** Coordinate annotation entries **
::::

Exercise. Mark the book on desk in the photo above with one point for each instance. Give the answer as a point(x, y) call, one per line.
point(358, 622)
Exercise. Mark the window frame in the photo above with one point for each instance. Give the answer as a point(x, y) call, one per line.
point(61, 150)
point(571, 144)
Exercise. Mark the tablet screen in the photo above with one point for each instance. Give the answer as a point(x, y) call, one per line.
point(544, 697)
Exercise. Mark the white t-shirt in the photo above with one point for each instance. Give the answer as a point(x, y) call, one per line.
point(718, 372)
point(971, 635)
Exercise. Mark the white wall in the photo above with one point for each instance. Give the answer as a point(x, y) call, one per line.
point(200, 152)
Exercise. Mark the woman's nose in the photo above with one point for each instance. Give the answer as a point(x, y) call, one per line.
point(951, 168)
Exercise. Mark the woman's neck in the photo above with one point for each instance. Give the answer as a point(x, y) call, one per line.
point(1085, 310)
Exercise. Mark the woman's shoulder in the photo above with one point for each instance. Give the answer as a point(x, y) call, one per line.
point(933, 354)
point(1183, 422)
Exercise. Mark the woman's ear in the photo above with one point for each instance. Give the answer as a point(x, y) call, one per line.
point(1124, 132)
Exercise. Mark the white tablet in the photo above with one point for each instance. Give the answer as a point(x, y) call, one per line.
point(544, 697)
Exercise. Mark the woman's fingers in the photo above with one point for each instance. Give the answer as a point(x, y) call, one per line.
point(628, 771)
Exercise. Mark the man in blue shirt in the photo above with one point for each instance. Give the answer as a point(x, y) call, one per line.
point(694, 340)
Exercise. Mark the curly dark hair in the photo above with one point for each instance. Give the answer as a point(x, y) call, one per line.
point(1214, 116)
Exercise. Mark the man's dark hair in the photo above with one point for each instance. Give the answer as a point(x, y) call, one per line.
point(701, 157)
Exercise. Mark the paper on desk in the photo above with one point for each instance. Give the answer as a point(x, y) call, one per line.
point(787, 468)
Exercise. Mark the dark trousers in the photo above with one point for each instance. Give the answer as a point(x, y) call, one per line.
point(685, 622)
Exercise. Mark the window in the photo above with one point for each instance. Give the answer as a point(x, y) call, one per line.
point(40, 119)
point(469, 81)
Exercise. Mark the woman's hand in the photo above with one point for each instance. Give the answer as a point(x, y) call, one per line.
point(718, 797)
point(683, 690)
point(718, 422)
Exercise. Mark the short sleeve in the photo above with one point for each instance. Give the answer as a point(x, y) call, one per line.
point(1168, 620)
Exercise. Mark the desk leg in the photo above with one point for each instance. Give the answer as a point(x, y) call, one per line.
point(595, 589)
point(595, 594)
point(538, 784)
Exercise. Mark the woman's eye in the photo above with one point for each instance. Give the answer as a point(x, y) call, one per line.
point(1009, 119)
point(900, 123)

::::

** What is asked **
Please render all of the data above as a numbered list, leaving out any blank lines.

** Answer to this problem **
1. Exercise. Mark the book on desk in the photo above with one point for each instance. Give the answer as a point(x, y) call, one per line.
2. point(358, 622)
3. Exercise. Mark the window frame in the photo above with one point for each instance. Give the answer as a point(x, y) call, one per line.
4. point(61, 150)
5. point(571, 144)
6. Exercise. Mark the tablet screen in the photo above with one point for each instance. Give the answer as a point(x, y) call, one per line.
7. point(544, 697)
8. Exercise. Mark the white t-shirt in the photo above with one point for each instance. Give the answer as a point(x, y) call, one per line.
9. point(718, 372)
10. point(971, 635)
11. Exercise. Mark the white wall in the photo above with one point for each instance. Give the answer as a point(x, y) call, one per line.
12. point(200, 152)
13. Exercise. Mark the woman's nose in the photo above with one point for each instance. Give the answer as a point(x, y) call, one per line.
14. point(951, 168)
15. Exercise. Mark the woman's neck in the photo above with one point for each instance. Give the answer as a point(x, y) call, one per line.
16. point(1085, 310)
17. Exercise. Mark the woman's shoulder in the photo above with one point for each instance. Give the answer as a point(x, y) call, one per line.
18. point(933, 354)
19. point(1183, 422)
20. Exercise. Mark the woman's ear in the photo above with one point for each instance. Give the answer as a point(x, y) call, one per line.
21. point(1124, 132)
22. Exercise. Mark the white tablet in the photo above with one point for each instance. Give the answer as a point(x, y) call, one per line.
23. point(544, 697)
24. Exercise. Mark the woman's fingers in the photo above with one point for each instance. Give the answer as a point(x, y) call, one per line.
25. point(628, 771)
26. Exercise. Mark the man in blue shirt in the photo above with one point for each instance. Give the answer as a point(x, y) call, one per line.
27. point(694, 340)
28. Exercise. Mark the curly dark hair in the photo above with one point for each instance. Give the answer as a point(x, y) call, one per line.
29. point(1214, 116)
30. Exercise. Mark the man's dark hair in the photo above with one point for each instance. Give the answer as a point(x, y) call, one per line.
31. point(701, 157)
32. Exercise. Mark the paper on desk in the photo above with one point for each instance. Give the answer as a point(x, y) call, one per line.
33. point(787, 468)
34. Exercise. Mark the dark trousers in the photo above with one point for each instance. Give the answer as a point(x, y) call, one per line.
35. point(685, 622)
36. Exercise. Mark the window in the photo above with one point for each instance. Give the answer as a point(x, y) call, one per line.
37. point(40, 119)
38. point(469, 81)
39. Exercise. Mark the woman's hand in the photo above with one point for each instance. Give the answer as a point(x, y) call, one per line.
40. point(718, 797)
41. point(683, 690)
42. point(718, 422)
43. Exercise. Mark the short sleeve in the photo above with one point for each instance. Give the answer as a point(x, y) call, one per line.
44. point(1168, 620)
45. Exercise. Mark the desk leg in the photo above with one point for each instance. Give the answer as a point(x, y) call, one per line.
46. point(595, 589)
47. point(595, 594)
48. point(538, 784)
49. Exercise. Mark the woman's eye in the photo above with one point for each instance. Give the answer as a point(x, y) call, one per line.
50. point(1009, 119)
51. point(900, 123)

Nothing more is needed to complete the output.